start

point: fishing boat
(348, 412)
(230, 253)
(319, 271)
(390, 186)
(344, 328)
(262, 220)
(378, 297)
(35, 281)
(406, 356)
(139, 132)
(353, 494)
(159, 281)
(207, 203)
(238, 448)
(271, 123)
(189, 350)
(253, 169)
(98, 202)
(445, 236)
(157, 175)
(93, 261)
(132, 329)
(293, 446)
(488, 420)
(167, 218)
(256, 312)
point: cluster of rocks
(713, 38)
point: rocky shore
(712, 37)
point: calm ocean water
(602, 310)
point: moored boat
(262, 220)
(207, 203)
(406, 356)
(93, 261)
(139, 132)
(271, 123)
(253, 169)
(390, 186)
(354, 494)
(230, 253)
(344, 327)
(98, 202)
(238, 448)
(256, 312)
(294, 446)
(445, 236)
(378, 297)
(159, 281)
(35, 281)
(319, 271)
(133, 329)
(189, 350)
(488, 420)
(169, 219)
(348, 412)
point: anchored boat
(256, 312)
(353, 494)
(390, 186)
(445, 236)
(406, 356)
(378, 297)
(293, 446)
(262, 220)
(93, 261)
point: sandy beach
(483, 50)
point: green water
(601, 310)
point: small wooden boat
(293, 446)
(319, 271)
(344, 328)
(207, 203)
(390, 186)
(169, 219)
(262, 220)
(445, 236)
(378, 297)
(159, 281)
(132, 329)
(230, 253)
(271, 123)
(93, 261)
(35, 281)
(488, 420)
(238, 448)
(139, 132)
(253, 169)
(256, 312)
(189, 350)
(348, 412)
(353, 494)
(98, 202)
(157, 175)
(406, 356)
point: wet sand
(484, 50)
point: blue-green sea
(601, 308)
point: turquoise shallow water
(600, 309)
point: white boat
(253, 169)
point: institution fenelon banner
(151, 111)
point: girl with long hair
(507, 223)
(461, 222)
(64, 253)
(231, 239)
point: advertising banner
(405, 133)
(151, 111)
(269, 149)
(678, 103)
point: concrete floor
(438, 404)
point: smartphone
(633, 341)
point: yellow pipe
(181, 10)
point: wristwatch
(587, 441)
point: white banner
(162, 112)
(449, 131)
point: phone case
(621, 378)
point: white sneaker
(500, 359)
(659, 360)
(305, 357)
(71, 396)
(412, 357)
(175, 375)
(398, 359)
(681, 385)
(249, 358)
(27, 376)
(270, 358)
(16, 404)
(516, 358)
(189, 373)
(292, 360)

end

▶ The request
Set down nothing but the lines from the one with "point: sandy beach" through the end of the records, keeping each line exactly as written and including both ends.

▶ Answer for this exercise
point: sandy beach
(483, 50)
point: green water
(601, 310)
point: small wooden boat
(293, 446)
(319, 271)
(344, 328)
(207, 203)
(390, 186)
(169, 219)
(262, 220)
(445, 236)
(378, 297)
(159, 281)
(132, 329)
(230, 253)
(271, 123)
(93, 261)
(35, 281)
(488, 420)
(238, 448)
(139, 132)
(253, 169)
(256, 312)
(189, 350)
(348, 412)
(353, 494)
(98, 202)
(157, 175)
(406, 356)
point: wet sand
(484, 50)
point: blue-green sea
(601, 308)
point: turquoise shallow water
(600, 309)
point: white boat
(253, 169)
point: institution fenelon banner
(151, 111)
point: girl with long hair
(507, 223)
(461, 222)
(64, 253)
(231, 239)
point: advertising banner
(405, 133)
(151, 111)
(269, 149)
(678, 103)
point: concrete floor
(438, 404)
point: smartphone
(633, 341)
point: yellow pipe
(181, 10)
point: wristwatch
(587, 441)
point: white banner
(162, 112)
(449, 131)
point: phone case
(621, 378)
point: white sneaker
(500, 359)
(659, 360)
(305, 357)
(71, 396)
(412, 357)
(175, 375)
(398, 359)
(681, 385)
(249, 358)
(27, 376)
(270, 358)
(16, 404)
(516, 358)
(189, 373)
(292, 360)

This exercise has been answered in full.